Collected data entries
++++++++

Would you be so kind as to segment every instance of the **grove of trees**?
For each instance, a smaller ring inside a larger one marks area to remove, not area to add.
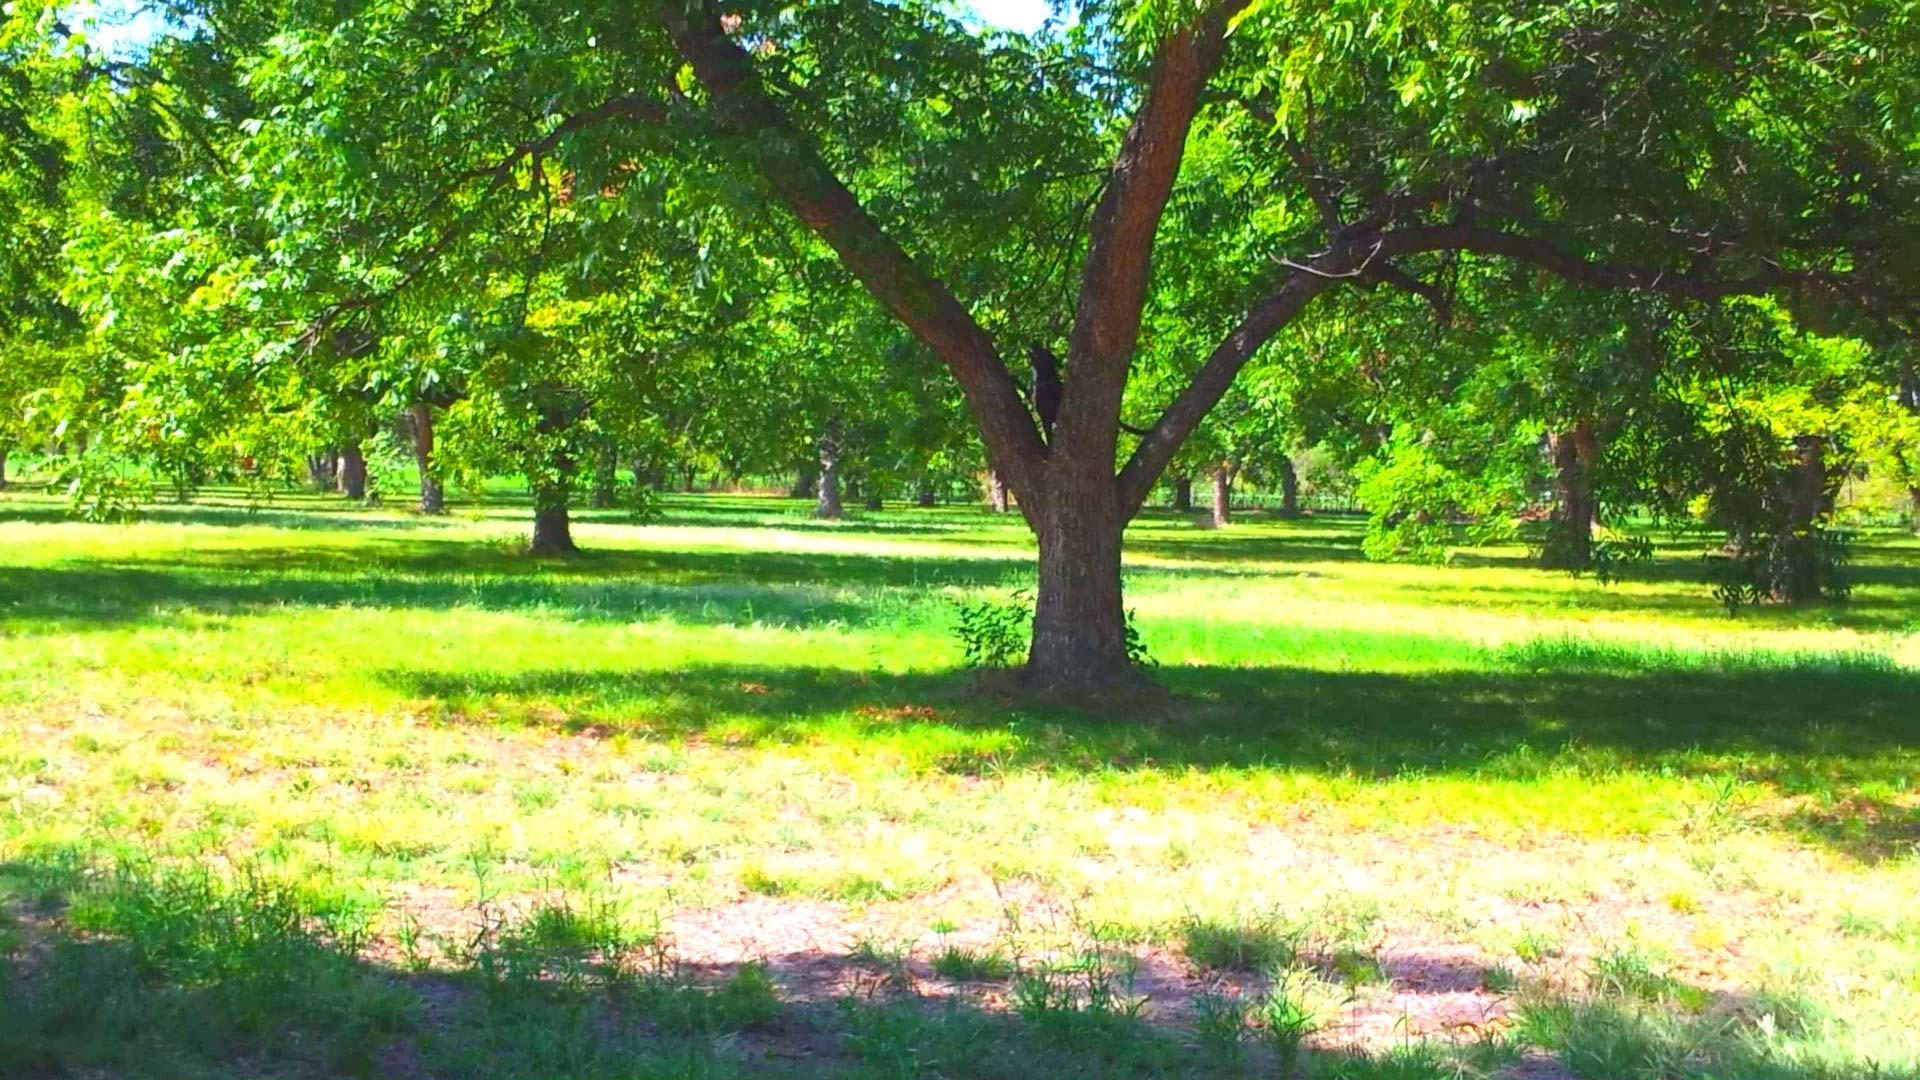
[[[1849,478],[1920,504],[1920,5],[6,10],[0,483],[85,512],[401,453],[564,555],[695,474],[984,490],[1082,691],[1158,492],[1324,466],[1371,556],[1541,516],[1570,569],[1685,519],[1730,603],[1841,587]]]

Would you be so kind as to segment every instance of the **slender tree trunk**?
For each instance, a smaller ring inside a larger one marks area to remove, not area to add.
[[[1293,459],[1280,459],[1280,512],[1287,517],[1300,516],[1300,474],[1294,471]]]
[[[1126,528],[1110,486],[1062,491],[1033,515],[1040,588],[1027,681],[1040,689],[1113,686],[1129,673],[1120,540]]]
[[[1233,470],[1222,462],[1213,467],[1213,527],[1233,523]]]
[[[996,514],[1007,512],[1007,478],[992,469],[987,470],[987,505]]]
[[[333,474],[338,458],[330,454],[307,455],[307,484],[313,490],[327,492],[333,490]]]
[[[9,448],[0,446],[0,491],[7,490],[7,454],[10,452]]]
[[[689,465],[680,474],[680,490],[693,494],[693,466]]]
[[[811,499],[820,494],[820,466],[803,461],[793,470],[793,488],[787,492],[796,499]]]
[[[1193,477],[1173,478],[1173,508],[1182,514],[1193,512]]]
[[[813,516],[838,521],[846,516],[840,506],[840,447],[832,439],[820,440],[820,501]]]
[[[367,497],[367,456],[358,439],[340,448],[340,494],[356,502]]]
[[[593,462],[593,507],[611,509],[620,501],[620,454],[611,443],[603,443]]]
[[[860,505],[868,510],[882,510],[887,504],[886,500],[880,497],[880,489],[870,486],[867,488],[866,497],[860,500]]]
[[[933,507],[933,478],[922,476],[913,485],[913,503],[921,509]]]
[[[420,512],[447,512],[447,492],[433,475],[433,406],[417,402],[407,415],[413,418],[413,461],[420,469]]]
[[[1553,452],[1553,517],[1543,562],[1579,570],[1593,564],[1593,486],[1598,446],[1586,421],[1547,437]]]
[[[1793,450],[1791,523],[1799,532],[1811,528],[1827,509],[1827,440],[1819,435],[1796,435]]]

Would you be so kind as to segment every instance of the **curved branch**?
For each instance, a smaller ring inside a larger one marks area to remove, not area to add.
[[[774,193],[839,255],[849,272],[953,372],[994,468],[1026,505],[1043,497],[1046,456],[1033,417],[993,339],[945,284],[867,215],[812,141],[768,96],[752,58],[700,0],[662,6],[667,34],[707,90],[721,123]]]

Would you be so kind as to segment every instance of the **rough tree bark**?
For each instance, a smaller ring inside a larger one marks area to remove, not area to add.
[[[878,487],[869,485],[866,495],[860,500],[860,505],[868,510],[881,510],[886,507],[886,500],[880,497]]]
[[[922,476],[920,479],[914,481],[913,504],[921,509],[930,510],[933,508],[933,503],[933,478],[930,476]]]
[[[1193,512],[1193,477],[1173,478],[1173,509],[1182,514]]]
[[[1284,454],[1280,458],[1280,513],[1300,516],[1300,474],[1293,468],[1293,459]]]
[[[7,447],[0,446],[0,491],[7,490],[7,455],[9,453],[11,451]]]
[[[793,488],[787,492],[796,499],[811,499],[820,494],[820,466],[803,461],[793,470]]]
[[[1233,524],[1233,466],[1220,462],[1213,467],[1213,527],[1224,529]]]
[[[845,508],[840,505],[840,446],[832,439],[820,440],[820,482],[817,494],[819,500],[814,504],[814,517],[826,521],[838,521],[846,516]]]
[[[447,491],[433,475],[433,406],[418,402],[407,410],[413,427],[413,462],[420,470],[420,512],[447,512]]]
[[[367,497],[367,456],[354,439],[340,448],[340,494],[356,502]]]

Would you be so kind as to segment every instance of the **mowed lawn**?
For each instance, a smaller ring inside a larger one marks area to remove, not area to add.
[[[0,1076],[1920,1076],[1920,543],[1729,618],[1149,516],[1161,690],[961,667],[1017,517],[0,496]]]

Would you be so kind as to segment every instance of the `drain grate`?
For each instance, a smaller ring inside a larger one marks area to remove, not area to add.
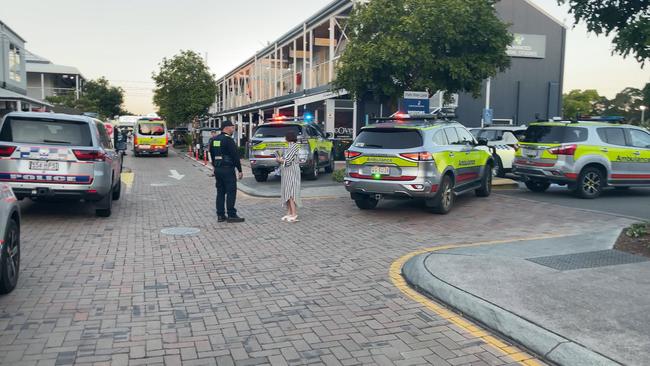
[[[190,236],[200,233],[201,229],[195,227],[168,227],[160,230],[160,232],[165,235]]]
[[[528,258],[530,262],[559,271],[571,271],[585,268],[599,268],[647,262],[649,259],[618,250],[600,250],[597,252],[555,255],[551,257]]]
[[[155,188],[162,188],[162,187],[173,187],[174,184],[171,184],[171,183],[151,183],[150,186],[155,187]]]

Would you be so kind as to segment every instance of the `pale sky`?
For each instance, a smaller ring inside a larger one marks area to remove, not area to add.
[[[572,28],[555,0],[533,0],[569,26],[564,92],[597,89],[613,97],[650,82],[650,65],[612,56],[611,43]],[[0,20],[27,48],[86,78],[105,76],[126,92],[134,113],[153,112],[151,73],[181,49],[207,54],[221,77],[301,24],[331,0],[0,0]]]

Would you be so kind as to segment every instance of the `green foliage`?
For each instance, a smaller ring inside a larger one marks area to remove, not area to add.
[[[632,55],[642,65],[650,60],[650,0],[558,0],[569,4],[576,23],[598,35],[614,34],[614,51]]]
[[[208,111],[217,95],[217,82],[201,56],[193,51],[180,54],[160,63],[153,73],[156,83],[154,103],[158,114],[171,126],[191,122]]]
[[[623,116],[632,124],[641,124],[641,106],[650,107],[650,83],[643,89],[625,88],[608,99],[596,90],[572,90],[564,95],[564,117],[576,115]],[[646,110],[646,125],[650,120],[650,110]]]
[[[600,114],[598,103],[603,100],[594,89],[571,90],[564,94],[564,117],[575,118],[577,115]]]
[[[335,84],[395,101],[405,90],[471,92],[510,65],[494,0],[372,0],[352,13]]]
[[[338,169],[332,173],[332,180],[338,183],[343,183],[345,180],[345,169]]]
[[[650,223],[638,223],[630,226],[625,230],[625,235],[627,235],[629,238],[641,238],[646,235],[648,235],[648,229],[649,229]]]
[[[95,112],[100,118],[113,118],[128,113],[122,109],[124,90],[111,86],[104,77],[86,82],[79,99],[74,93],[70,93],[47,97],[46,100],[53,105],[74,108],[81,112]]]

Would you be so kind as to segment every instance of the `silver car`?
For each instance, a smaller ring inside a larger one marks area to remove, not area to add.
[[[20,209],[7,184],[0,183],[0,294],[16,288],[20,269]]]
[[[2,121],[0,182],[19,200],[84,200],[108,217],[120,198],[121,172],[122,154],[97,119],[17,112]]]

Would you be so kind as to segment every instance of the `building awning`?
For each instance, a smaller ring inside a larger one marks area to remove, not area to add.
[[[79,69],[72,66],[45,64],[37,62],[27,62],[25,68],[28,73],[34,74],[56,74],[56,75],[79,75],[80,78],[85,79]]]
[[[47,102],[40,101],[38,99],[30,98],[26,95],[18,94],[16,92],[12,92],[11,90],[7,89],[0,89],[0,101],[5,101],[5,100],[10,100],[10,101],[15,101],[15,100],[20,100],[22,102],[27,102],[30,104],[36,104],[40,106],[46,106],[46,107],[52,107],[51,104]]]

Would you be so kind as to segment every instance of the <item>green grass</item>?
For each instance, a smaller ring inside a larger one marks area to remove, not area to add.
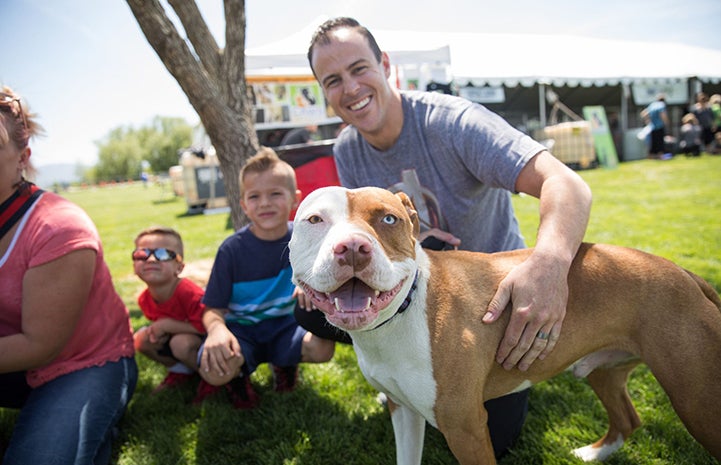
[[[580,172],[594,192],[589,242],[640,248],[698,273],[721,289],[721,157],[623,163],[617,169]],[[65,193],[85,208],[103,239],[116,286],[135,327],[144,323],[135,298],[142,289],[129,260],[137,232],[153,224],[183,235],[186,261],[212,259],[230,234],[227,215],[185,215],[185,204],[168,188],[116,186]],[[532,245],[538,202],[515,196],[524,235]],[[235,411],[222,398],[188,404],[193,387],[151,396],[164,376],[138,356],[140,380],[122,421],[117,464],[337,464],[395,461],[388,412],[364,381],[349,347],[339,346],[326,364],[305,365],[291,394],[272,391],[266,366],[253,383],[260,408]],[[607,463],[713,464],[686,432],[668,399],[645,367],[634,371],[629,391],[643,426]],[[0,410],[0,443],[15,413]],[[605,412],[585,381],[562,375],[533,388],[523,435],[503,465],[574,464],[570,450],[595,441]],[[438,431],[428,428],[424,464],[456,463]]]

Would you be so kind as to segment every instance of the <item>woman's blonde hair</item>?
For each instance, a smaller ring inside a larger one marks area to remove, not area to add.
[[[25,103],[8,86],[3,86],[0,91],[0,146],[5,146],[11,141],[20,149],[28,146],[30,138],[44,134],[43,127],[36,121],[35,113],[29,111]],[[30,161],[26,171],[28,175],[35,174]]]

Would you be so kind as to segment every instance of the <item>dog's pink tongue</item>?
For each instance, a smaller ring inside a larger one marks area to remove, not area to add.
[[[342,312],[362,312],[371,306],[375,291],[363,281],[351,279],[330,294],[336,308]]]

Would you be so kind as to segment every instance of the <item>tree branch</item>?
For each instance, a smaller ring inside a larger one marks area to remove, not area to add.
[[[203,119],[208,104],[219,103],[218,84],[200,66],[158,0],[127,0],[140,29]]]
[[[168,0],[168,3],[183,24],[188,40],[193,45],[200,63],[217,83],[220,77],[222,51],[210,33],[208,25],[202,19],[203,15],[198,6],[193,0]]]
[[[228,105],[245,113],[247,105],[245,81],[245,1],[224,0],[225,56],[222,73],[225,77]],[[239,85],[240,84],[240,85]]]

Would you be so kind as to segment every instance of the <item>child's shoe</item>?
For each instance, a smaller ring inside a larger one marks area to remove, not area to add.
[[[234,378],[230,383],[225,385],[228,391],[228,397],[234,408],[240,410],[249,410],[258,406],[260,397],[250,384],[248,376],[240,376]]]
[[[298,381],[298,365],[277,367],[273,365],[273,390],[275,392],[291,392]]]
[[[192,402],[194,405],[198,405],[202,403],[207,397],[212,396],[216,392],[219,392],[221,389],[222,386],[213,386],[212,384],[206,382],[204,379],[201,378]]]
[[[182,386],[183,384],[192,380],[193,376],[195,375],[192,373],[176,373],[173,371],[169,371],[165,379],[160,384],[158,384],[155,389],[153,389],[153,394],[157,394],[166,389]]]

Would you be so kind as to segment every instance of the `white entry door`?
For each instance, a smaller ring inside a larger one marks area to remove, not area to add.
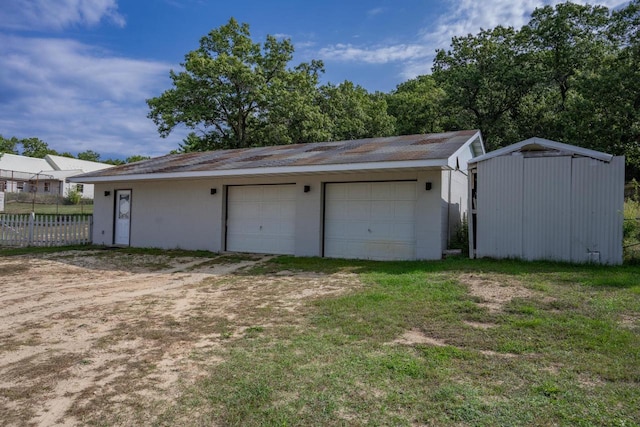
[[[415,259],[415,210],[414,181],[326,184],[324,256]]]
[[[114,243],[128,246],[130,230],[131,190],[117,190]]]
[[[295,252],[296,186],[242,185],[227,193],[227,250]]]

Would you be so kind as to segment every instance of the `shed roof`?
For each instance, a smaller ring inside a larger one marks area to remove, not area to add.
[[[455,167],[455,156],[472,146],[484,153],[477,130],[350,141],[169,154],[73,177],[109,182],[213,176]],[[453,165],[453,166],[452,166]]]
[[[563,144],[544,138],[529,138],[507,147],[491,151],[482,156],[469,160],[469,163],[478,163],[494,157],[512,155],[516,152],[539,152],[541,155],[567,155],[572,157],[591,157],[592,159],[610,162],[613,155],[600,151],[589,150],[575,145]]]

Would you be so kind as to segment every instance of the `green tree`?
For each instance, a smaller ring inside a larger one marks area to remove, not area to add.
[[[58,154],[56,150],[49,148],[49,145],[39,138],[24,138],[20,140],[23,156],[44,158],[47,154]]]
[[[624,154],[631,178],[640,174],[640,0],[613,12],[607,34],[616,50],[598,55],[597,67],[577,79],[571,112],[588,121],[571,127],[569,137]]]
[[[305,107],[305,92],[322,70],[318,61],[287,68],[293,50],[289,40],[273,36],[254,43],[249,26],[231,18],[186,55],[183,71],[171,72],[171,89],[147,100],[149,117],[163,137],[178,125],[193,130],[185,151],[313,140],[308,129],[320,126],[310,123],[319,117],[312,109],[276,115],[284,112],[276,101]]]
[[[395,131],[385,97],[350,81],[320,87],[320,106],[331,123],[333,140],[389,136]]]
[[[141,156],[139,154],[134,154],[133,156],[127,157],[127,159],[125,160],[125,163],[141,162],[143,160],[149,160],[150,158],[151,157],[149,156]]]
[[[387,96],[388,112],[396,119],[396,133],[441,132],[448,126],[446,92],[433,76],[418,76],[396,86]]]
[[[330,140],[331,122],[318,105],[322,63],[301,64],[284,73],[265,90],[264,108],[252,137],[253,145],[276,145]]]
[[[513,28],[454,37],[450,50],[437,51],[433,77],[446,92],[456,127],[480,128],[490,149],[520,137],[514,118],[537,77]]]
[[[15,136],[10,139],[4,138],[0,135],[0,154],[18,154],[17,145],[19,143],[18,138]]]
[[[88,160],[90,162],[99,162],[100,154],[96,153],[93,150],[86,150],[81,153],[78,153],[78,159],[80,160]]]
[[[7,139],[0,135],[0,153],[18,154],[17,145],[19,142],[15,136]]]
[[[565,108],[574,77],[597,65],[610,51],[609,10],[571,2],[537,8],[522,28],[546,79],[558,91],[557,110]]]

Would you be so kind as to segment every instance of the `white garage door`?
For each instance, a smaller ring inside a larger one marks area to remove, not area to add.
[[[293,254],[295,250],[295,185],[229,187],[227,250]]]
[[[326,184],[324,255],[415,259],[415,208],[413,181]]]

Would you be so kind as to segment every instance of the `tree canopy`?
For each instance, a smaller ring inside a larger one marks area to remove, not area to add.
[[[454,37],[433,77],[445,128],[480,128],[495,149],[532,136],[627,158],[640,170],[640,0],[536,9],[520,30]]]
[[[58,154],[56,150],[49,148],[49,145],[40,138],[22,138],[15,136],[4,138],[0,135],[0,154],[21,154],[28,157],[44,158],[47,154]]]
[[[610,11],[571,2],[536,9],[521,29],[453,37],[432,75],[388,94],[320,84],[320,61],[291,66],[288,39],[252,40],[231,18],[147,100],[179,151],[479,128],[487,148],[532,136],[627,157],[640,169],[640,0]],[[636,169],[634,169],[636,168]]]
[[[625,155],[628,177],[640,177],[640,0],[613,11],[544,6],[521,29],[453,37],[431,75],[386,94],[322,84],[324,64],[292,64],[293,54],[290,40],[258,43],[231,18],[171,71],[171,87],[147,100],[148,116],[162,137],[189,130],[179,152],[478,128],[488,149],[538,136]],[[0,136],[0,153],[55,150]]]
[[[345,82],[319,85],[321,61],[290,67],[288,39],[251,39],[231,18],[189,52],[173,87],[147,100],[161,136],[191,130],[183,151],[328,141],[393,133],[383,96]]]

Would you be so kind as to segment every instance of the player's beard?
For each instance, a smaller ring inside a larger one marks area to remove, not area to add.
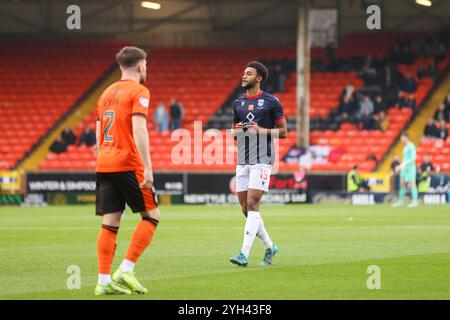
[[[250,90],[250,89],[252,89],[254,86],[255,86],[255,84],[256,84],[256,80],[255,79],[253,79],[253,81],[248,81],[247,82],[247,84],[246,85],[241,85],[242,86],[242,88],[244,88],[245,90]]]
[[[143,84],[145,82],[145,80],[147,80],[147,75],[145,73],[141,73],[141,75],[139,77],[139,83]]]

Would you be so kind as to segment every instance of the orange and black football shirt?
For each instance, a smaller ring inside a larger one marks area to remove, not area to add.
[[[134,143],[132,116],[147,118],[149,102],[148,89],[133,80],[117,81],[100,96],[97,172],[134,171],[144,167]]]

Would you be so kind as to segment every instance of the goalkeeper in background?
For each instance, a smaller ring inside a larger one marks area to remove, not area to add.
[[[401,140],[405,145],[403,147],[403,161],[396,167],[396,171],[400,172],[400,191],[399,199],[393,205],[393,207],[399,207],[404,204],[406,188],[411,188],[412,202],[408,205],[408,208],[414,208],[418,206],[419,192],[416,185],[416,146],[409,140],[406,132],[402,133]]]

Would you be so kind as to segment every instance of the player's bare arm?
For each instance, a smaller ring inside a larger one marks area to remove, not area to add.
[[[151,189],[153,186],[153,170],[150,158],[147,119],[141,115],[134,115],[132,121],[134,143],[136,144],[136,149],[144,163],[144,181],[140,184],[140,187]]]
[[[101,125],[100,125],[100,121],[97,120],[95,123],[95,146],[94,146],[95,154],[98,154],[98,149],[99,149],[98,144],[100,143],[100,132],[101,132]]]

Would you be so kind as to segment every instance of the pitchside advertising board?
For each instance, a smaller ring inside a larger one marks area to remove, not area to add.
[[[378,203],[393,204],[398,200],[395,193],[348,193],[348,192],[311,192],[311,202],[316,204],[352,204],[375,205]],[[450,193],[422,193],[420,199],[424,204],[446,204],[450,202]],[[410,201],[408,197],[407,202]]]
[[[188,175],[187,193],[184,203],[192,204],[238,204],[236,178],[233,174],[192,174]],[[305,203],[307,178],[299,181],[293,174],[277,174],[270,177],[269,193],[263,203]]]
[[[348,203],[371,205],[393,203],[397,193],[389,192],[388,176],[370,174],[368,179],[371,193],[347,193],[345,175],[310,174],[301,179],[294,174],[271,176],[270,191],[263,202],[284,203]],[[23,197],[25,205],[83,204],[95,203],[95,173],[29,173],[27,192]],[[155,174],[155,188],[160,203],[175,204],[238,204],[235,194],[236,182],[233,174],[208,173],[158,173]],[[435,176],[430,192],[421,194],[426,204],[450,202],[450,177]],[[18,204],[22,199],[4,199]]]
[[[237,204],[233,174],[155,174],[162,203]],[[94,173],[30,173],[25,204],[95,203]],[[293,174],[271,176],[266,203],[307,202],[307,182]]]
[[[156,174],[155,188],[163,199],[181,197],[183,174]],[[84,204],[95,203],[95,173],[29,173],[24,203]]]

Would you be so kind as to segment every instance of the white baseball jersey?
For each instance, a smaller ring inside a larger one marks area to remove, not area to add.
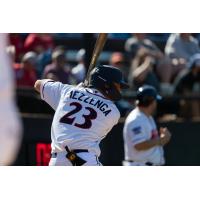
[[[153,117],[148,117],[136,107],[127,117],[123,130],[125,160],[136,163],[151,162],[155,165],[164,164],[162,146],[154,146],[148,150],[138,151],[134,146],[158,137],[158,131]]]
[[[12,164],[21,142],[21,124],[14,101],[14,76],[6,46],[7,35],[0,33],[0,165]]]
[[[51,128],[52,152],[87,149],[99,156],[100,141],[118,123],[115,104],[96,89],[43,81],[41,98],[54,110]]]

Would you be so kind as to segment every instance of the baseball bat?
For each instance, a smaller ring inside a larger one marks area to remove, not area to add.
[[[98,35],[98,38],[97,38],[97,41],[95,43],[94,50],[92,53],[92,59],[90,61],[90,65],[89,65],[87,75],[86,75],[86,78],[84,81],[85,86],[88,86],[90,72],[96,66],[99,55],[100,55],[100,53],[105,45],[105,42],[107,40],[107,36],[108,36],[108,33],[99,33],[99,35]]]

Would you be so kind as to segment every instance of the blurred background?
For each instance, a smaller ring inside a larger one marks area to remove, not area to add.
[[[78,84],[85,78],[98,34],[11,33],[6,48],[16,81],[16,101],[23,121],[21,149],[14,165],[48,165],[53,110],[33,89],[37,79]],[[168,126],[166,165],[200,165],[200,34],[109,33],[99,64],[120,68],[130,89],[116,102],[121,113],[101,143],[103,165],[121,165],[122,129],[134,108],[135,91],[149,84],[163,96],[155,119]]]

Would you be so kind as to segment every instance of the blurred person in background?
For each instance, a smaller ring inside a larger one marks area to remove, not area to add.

++++++++

Exercise: Scan the data for the string "branch" and copy each line in which it occurs.

Answer space:
Would you be so kind as to segment every instance of the **curved branch**?
Would you be so kind as to segment every instance of the <item>tree branch</item>?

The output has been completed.